(Beginning of Supplied data)
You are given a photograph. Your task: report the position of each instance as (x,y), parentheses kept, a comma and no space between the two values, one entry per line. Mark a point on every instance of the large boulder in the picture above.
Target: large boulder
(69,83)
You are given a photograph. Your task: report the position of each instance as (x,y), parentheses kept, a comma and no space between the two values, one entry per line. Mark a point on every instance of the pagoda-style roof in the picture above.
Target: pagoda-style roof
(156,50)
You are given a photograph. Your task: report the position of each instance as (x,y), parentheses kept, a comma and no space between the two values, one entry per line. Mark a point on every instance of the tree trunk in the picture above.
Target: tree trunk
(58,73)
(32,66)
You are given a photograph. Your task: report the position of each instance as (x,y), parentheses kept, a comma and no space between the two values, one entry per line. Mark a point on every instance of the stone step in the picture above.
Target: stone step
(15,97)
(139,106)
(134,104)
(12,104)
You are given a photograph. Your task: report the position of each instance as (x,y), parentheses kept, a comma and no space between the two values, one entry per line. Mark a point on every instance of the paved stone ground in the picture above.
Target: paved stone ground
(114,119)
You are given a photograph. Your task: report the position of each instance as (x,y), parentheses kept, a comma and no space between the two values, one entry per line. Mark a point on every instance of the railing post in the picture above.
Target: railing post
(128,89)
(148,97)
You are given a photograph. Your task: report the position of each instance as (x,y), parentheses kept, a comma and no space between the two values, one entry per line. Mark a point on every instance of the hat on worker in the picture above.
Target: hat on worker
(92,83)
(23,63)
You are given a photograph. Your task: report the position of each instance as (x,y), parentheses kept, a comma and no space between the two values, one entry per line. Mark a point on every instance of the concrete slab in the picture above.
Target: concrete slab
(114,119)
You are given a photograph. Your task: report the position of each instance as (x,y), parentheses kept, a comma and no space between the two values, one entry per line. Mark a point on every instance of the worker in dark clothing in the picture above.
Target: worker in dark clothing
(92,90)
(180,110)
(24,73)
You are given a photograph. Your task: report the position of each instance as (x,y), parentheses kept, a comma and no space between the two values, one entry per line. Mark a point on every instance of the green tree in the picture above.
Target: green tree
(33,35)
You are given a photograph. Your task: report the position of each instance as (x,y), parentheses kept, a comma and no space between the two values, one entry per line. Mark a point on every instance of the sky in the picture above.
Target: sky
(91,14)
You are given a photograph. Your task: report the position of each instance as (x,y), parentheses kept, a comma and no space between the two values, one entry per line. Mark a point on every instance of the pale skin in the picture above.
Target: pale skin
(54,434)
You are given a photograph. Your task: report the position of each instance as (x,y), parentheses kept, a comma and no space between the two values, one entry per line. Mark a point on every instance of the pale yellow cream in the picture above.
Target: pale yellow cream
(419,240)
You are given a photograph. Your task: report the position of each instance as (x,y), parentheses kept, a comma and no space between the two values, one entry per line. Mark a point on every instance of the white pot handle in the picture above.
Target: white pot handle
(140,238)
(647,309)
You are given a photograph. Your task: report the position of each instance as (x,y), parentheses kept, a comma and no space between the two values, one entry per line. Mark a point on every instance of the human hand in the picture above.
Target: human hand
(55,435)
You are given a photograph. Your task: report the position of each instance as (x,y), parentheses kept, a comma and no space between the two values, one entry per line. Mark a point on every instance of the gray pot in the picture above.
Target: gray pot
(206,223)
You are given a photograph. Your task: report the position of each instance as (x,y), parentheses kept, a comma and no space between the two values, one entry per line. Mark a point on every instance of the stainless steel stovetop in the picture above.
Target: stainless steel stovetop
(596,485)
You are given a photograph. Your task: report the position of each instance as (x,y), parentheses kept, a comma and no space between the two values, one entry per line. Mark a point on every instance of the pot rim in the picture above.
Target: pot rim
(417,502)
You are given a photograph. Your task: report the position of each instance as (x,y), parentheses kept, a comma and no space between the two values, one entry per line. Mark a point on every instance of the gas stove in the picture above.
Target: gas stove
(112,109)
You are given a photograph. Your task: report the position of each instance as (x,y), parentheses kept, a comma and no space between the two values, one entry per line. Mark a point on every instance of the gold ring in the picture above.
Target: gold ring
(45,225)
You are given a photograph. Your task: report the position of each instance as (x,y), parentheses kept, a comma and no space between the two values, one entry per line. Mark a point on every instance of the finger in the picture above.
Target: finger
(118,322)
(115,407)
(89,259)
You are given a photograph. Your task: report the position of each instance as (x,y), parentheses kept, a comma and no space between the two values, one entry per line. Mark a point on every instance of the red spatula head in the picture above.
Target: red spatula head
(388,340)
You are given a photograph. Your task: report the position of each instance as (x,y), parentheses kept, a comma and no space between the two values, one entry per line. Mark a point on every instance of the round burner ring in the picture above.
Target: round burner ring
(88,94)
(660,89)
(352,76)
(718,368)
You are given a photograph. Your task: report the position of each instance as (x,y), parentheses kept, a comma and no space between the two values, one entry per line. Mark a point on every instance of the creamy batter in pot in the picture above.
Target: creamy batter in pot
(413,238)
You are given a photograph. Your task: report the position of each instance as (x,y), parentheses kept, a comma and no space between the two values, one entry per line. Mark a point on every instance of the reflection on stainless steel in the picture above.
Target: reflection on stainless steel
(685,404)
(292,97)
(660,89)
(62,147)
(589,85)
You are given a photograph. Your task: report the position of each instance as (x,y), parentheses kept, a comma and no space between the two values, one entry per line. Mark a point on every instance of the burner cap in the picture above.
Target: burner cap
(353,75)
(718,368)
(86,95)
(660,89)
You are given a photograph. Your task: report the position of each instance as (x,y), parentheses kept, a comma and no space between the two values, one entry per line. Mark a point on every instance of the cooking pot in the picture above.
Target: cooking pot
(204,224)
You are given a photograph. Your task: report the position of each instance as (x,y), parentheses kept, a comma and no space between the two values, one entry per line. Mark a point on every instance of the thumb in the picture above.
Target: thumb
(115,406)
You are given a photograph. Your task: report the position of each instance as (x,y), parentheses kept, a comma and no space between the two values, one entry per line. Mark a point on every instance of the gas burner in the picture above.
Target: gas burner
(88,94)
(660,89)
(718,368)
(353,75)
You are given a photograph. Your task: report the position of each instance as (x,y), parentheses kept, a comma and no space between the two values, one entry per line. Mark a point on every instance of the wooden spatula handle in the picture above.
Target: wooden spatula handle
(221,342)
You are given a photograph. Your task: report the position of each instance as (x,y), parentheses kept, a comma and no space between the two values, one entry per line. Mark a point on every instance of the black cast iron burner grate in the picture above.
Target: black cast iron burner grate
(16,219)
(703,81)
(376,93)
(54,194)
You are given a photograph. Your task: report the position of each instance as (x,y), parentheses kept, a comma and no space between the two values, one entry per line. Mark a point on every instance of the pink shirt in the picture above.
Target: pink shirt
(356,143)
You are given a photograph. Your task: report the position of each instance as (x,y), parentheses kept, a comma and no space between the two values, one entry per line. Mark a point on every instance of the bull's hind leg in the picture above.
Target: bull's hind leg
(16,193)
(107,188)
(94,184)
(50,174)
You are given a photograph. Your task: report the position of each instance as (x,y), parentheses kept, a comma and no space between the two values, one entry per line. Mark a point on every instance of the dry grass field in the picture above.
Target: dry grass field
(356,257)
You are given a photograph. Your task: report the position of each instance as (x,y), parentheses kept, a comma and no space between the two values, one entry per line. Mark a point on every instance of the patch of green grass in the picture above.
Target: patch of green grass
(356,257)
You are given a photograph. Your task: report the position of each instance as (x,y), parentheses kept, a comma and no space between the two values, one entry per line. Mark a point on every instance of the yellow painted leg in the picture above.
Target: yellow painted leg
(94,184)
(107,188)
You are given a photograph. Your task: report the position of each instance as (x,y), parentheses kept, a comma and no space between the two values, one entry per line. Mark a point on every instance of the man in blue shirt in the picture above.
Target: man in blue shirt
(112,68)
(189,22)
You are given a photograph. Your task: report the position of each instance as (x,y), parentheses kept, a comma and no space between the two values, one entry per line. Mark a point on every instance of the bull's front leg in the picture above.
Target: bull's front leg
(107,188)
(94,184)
(End of Supplied data)
Assignment:
Beginning with the line that holds "Target: man in blue shirt", please return every line through the end of the data, exactly as written.

Solved problem:
Target: man in blue shirt
(112,68)
(189,22)
You are given a photograph. Your task: report the position of each instance as (x,y), parentheses kept, a comma and no space between the two values, one entry per line. Mark a point on every instance of the bull's front leg in the picture above.
Target: bull's front leg
(107,188)
(94,184)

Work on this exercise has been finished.